- _Explore o material_:
[1] Responda com base no texto sobre os inuítes:
(a) Em que revista saiu o estudo?
(b) Quantas vezes acima do limite seguro estavam os níveis de PFAS no sangue dos inuítes?
(c) Quantos habitantes tem, mais ou menos, a comunidade de Ittoqqortoormiit?
[2] Digite de novo, sem mudar nada, a parte do texto sobre os inuítes que vai de "Estudo revela que" até "persistir por décadas.".

Estudo revela que inuítes da Groenlândia têm níveis de PFAS e mercúrio acima do seguro, expondo desafios globais da poluição e da saúde indígena
A saúde dos inuítes, povo indígena do leste da Groenlândia, está sob grave ameaça devido à presença de substâncias químicas persistentes em sua dieta tradicional. Conhecidos como PFAS, ou “produtos químicos eternos”, esses compostos sintéticos se acumulam no ambiente e nos corpos dos animais que compõem a base alimentar dessas comunidades. Um estudo recente publicado na revista Cell Reports Sustainability alerta para os riscos de longo prazo associados a essa contaminação, que pode persistir por décadas.
Christian Sonne, pesquisador da Universidade de Aarhus, na Dinamarca, liderou o estudo que identificou níveis de PFAS no sangue dos inuítes 13 vezes superiores ao limite considerado seguro. A comunidade de Ittoqqortoormiit, com cerca de 300 habitantes, é uma das mais afetadas do mundo. A região, isolada e remota, recebe essas substâncias por meio de correntes marítimas e atmosféricas, que transportam poluentes de áreas industriais distantes.

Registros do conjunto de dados
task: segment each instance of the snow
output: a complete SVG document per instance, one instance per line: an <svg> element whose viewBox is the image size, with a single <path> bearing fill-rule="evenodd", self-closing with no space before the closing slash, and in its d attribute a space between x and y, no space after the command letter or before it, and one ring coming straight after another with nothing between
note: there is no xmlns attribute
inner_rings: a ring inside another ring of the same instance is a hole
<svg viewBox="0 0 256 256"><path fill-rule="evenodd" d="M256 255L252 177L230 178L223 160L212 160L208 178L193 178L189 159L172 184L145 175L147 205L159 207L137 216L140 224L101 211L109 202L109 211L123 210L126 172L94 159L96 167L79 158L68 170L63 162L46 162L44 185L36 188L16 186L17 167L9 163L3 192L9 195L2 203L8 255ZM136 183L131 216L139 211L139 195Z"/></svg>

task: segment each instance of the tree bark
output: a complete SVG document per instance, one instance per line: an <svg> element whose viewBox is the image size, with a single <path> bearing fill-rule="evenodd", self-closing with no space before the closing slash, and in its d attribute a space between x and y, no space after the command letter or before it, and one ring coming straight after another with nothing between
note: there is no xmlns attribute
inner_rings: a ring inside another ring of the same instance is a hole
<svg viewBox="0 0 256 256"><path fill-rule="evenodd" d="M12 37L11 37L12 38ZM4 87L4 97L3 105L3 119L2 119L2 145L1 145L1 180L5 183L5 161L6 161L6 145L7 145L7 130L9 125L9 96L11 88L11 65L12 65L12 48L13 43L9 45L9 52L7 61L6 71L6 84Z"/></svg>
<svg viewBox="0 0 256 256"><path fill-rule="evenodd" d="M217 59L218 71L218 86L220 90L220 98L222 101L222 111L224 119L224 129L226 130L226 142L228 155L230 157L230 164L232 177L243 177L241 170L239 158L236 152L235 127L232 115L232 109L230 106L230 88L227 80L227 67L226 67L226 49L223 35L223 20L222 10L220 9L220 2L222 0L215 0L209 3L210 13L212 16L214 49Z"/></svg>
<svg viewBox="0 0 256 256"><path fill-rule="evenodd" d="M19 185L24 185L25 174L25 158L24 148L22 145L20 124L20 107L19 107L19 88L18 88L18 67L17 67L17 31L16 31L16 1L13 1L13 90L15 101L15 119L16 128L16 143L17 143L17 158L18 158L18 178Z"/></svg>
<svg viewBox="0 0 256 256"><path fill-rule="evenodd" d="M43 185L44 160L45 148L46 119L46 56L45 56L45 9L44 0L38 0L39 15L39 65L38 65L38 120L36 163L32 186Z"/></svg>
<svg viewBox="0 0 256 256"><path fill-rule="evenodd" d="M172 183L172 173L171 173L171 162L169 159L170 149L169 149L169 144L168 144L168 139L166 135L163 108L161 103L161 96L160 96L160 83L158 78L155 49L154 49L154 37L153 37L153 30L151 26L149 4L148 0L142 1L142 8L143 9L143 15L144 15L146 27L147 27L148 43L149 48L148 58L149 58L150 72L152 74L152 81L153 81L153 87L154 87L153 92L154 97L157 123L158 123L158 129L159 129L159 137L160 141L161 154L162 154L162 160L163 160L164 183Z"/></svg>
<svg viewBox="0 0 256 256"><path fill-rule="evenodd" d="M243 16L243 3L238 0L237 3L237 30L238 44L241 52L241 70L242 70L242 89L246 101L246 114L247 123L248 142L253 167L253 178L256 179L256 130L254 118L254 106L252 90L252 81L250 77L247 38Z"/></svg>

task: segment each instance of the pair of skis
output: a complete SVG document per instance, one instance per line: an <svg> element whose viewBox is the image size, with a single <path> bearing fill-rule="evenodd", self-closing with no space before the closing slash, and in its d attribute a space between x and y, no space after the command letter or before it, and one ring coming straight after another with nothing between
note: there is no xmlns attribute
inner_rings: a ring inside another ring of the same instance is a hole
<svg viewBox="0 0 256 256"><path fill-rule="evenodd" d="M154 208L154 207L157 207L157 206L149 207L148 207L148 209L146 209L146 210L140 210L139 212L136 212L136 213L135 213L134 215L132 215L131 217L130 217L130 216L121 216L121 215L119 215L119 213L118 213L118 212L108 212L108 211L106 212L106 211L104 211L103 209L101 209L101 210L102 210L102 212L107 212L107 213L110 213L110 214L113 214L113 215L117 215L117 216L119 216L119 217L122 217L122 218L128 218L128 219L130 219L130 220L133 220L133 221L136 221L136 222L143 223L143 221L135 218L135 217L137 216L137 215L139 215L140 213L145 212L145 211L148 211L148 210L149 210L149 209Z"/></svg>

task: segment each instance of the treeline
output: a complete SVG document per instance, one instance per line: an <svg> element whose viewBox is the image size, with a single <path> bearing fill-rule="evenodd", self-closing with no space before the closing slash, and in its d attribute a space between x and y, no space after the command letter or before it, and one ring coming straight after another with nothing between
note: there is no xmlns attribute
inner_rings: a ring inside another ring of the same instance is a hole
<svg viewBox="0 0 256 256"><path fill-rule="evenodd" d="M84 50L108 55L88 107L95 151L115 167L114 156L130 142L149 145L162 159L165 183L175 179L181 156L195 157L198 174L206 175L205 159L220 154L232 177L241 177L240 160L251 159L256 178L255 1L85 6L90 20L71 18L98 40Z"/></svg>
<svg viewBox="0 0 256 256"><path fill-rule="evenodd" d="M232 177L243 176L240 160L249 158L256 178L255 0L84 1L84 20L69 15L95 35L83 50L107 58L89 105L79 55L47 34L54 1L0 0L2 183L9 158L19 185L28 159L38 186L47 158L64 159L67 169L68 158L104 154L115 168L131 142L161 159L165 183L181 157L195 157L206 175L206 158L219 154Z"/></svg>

- _Respostas esperadas_:
[1]
(a) Na revista Cell Reports Sustainability.
(b) 13 vezes acima do limite.
(c) Cerca de 300 habitantes.

[2]
Estudo revela que inuítes da Groenlândia têm níveis de PFAS e mercúrio acima do seguro, expondo desafios globais da poluição e da saúde indígena
A saúde dos inuítes, povo indígena do leste da Groenlândia, está sob grave ameaça devido à presença de substâncias químicas persistentes em sua dieta tradicional. Conhecidos como PFAS, ou “produtos químicos eternos”, esses compostos sintéticos se acumulam no ambiente e nos corpos dos animais que compõem a base alimentar dessas comunidades. Um estudo recente publicado na revista Cell Reports Sustainability alerta para os riscos de longo prazo associados a essa contaminação, que pode persistir por décadas.